Goal >> Rewrite every line of the material below with "bounding box" changed to "labeled rectangle" and everything else left as it is.
** START Given records **
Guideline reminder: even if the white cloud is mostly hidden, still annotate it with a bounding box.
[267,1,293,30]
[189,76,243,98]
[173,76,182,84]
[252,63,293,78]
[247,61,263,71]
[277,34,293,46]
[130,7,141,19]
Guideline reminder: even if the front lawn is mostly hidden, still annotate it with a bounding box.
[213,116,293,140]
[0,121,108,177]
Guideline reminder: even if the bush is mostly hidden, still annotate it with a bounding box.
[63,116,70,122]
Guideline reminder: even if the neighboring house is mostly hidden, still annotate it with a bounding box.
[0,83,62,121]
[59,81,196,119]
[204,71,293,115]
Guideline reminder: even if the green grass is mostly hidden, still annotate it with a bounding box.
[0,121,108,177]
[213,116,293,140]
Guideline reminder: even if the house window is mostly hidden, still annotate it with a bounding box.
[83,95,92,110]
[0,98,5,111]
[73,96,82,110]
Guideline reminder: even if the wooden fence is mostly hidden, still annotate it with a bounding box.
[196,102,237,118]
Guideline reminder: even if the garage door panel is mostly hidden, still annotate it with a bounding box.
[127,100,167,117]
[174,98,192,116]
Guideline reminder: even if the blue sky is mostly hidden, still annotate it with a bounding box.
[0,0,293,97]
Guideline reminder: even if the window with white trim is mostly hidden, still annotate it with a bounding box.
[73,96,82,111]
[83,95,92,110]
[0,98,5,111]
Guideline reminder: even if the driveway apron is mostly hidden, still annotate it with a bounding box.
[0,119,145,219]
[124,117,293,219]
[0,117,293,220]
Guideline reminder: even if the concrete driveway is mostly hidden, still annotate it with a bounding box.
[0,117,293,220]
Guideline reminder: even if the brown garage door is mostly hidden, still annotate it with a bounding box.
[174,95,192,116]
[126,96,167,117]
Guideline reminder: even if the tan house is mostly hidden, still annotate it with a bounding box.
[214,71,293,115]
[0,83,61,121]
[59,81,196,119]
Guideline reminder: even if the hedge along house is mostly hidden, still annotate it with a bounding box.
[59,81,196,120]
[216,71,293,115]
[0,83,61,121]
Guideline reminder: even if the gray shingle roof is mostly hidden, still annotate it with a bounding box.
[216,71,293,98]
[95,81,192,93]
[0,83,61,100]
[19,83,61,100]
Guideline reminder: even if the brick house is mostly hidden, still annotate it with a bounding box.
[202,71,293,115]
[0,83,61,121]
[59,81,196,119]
** END Given records **
Response to this exercise >>
Guideline reminder: even if the white cloud is mostly hidden, still annotate it with a labeled rectangle.
[267,1,293,30]
[189,76,243,98]
[173,76,182,84]
[252,63,293,78]
[247,61,263,71]
[277,34,293,46]
[130,7,141,19]
Guideline reminder: even if the front lawn is mostly hidden, still annotate it with a labeled rectangle.
[213,116,293,140]
[0,121,108,177]
Guideline reminder: even if the bush is mostly hidden, still annotate it with a labeled rectangle.
[63,116,70,122]
Guideline reminder: even if the neighboring house is mostly hidden, still annotate it with a labeled rectangle.
[0,83,62,121]
[59,81,196,119]
[204,71,293,115]
Guideline reminder: even if the green grass is mostly hidden, still annotate it with a labeled rectangle.
[0,121,108,177]
[213,116,293,140]
Guideline reminder: even if the house window is mostly hidden, still annotate it with a labeled rectangle.
[83,95,92,110]
[0,98,5,111]
[73,96,82,110]
Guideline reminder: even if the wooden fence is mostly hidden, still annotate it with a labeled rectangle.
[196,102,237,118]
Guideline reminder: even if the garage door panel is mostly hidden, still annotate it with a labeled rectangle.
[127,100,167,117]
[174,98,192,116]
Guideline reminder: even if the blue sky is mostly hidden, still annotate it with a labeled rectangle.
[0,0,293,97]
Guideline reminder: even if the window with white trim is mostly hidden, still annotate it with a labeled rectangle.
[73,96,82,111]
[83,95,92,110]
[0,98,5,111]
Guideline reminder: even if the driveway apron is mostly hidden, still annotate it with a labeled rectangle.
[0,119,145,219]
[124,117,293,219]
[0,117,293,220]
Guideline reminder: even if the concrete driveway is mostly hidden, still annotate it with a labeled rectangle.
[0,117,293,220]
Guideline reminder: even if the brown garage door is mostly hidden, still annotate it with a labeled rectangle.
[174,95,192,116]
[126,96,167,117]
Guideline reminder: even if the tan house is mostly hidden, still annotate it with a labeled rectangle.
[214,71,293,115]
[0,83,61,121]
[59,81,196,119]
Guideline reminder: even if the hedge along house is mostly hidden, still annotate it with a labeled rectangle.
[59,81,196,120]
[216,71,293,115]
[0,83,61,121]
Guideline reminder: even if the gray shingle roof is mostly hidden, still annotate it with a labeled rectangle.
[216,71,293,98]
[95,81,192,93]
[0,83,61,100]
[19,83,61,100]
Guideline reminder: even if the brick house is mostly hidden, still annotate it with a labeled rectangle.
[202,71,293,115]
[0,83,61,121]
[59,81,196,119]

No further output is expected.